AVAILABLE RECORDS.
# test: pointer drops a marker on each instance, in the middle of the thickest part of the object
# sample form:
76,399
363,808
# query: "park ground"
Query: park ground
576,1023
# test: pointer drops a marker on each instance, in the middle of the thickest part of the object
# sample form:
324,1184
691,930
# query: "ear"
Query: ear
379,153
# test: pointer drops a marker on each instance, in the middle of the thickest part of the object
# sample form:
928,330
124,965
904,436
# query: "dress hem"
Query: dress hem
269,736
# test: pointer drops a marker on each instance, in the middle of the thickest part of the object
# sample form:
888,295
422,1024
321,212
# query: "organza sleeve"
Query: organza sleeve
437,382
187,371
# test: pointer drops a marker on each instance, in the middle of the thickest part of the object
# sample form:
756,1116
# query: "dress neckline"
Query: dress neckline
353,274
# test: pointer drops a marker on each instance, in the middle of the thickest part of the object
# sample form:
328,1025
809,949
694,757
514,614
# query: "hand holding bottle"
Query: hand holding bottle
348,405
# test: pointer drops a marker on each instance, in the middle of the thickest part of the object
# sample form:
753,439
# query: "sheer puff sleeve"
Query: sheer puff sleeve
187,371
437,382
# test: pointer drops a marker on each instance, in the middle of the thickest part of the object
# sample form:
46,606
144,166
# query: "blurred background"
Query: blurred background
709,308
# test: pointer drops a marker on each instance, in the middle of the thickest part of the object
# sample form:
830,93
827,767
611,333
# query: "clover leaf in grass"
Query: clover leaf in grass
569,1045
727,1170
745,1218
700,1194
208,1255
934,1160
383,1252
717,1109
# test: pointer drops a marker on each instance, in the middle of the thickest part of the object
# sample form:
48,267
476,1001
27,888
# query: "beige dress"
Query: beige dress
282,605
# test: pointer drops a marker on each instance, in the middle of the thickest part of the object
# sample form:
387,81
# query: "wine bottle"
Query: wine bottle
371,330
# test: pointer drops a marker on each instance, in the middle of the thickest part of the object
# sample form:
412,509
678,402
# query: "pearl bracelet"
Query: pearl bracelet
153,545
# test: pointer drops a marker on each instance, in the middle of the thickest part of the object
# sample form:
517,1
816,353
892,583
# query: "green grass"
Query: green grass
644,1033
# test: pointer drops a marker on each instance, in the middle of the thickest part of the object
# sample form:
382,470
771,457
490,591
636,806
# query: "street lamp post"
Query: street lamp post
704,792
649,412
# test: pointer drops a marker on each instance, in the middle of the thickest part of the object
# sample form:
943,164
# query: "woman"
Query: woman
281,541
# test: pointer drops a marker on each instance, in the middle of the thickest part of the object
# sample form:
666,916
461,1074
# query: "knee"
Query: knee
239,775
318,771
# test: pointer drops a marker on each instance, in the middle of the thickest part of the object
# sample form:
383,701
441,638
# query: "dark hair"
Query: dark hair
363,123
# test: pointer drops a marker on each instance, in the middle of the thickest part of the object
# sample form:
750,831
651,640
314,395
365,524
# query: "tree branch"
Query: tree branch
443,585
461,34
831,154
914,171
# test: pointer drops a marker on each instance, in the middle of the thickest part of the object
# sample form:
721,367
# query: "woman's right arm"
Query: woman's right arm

TASK BRIEF. Write the data from above out again, exactly.

SOLUTION FOR THIS EXERCISE.
# test: pointer drops a marker on each instance, in the middle of the thickest part of the object
# sample form:
76,399
363,808
# query: "park ground"
Query: park ground
576,1023
# test: pointer drops a marker on each instance, in the middle of the thickest part of the object
# sample form:
324,1184
691,930
# query: "ear"
Query: ear
379,153
# test: pointer drops a marker on each instance, in the middle of the thickest part of the object
# sample form:
928,330
124,965
904,436
# query: "dress hem"
Query: dress hem
269,736
# test: pointer drops a marker on each instance, in the middle of the thickest part of the object
# sample form:
888,295
422,1024
321,212
# query: "organza sleeve"
Query: organza sleeve
437,382
187,371
# test: pointer drops a marker on each instance, in the middle of the thickest part of the object
# sample form:
756,1116
# query: "dress neckline"
Query: dress neckline
353,274
# test: pointer drops a marker on each instance, in the middle of the thickest part of the object
# sample form:
328,1025
809,949
694,757
514,614
# query: "hand holding bottle"
Query: hand holding bottle
348,405
# test: pointer drops a marker on each instance, in the middle of the thickest part of the object
# sample form:
753,439
# query: "sheer puff sleeve"
Query: sheer puff sleeve
187,371
437,382
# test: pointer drops a marker on each instance, in the middle of the thickest part of the object
# sample form:
46,606
144,166
# query: "blurred background"
Query: blurred background
709,308
# test: pointer drops a marker on each instance, in the middle of the thickest part of the object
# sample form:
830,93
827,767
611,333
# query: "clover leaf in grass"
Query: clover leaf in grass
569,1045
727,1170
745,1218
700,1194
208,1255
934,1160
383,1252
717,1109
# test: pointer drops a marker on each instance, in the middle of the thickest part of the object
# sample form:
48,267
476,1001
27,888
# query: "beige dress"
Query: beige dress
282,605
# test: pointer drops a marker on each instance, in the middle of the thickest part of the object
# sample form:
387,81
# query: "wine bottle"
Query: wine bottle
371,330
# test: pointer drops a marker on each instance, in the middle of the thickest part of the object
# sample form:
412,509
678,402
# query: "pearl bracelet"
Query: pearl bracelet
153,545
# test: pointer drops a marker on each instance, in the middle of the thickest part of the object
# sample form:
517,1
816,353
892,583
# query: "green grass"
Query: green grass
644,1033
# test: pointer drops a marker on each instance, in the middle of the thickest part of the object
# sample form:
382,470
771,457
490,591
636,806
# query: "street lamp post"
Query: street lamp post
704,792
649,412
# test: pointer drops a marker on each instance, in the middle of the thickest part of the object
# sample form:
943,164
# query: "woman"
Query: woman
281,541
# test: pointer drops a marker on each instance, in the middle of the thickest part of the object
# sample form:
666,916
461,1074
# query: "knee"
Query: knee
239,775
318,771
# test: pointer drops a marker on each instance, in the middle of the thickest part of the object
# sample form:
383,701
441,638
# query: "dark hair"
Query: dark hair
363,123
# test: pointer drops a marker on each instance, in the middle of the thickest part of the object
# sample form:
750,831
651,640
314,395
365,524
# query: "tree branch"
Query: tree branch
443,585
461,34
831,154
914,171
# test: pointer drops a marker on each instance, in the middle of the thickest part of the object
# sample form:
721,367
# query: "woman's right arm"
Query: woman's right arm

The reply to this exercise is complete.